Task to carry out: Starting with the line that contains "Where in this photo can the red painted" and going on through the end of the data, write those lines out again, requests included. Scale every x and y coordinate in the answers by 2.15, and round each result to a whole number with halves rounded up.

Records shown:

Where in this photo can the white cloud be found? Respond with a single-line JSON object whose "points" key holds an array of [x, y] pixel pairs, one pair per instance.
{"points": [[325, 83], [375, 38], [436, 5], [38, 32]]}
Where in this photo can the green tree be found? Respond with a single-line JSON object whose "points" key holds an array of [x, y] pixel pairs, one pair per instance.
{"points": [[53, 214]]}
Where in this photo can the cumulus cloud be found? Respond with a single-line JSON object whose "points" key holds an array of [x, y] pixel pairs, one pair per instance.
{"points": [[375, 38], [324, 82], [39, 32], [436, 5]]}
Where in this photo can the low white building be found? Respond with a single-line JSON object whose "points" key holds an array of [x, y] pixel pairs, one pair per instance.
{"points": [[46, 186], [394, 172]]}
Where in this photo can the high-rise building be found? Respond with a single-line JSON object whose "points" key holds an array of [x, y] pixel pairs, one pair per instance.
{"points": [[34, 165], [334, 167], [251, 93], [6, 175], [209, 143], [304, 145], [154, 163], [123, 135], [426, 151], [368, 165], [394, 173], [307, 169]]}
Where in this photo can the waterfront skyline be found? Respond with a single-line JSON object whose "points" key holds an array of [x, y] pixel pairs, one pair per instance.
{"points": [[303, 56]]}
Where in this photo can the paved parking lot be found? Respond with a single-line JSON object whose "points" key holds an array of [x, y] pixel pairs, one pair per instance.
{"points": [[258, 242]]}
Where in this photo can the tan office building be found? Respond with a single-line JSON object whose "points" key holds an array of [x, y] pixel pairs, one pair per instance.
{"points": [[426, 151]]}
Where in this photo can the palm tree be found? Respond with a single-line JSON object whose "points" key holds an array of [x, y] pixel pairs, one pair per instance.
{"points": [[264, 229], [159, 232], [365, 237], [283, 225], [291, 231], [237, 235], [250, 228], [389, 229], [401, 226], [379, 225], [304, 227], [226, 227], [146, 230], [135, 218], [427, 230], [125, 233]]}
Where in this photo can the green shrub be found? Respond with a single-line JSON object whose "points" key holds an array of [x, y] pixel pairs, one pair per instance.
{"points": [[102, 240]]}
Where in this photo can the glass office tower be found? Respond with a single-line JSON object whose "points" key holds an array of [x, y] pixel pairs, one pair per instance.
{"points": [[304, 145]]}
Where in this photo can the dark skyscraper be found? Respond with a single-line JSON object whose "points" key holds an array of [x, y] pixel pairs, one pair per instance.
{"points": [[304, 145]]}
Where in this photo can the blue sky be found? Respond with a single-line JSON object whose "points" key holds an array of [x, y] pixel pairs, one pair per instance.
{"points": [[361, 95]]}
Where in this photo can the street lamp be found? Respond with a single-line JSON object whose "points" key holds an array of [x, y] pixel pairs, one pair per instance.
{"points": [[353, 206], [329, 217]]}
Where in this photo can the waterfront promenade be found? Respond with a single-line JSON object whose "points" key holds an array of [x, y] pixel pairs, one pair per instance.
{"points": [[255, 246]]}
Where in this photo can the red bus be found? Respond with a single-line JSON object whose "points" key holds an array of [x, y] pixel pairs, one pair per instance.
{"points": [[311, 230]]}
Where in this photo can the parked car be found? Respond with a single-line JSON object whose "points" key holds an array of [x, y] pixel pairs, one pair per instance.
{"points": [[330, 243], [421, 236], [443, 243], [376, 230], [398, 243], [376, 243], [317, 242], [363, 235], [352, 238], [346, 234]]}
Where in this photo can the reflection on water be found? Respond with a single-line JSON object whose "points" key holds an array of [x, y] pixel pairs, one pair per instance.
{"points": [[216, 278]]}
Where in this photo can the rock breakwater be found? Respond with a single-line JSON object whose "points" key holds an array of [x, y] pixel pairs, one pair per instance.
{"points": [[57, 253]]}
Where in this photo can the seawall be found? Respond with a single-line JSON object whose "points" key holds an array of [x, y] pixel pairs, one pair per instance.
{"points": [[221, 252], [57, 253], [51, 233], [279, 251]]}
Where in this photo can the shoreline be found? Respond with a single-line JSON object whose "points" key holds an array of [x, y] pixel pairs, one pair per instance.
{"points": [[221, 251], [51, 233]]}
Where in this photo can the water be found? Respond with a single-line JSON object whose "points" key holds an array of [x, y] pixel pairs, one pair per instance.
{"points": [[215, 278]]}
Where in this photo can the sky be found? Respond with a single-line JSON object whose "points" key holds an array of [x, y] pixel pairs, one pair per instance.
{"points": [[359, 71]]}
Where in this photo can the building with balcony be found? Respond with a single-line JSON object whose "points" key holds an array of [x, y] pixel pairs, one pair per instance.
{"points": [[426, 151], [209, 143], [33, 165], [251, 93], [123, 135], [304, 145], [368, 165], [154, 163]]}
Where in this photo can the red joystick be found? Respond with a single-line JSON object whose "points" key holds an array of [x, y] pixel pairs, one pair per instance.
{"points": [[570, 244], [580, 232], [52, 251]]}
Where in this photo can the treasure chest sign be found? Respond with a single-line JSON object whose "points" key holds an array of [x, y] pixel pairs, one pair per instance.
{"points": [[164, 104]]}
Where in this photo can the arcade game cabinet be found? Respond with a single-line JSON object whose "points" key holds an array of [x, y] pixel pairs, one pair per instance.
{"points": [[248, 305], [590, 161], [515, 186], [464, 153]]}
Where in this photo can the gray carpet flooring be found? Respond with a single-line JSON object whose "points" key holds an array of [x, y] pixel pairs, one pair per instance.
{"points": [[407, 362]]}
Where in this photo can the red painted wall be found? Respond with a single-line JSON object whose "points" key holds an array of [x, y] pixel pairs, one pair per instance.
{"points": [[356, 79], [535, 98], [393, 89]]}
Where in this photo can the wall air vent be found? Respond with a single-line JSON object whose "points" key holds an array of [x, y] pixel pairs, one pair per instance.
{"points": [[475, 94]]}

Exercise answer:
Where in this photo can the red painted wall be found? Respond with a single-line JSON object whose "points" key holds an array of [x, y] pixel pairs, one pair per instance.
{"points": [[765, 170], [1150, 211], [845, 191]]}
Where in this photo can the wall air vent be found? Respond with a single-line JSON object whose "points" key holds an array of [x, y] pixel pairs, one pair per instance.
{"points": [[1021, 202]]}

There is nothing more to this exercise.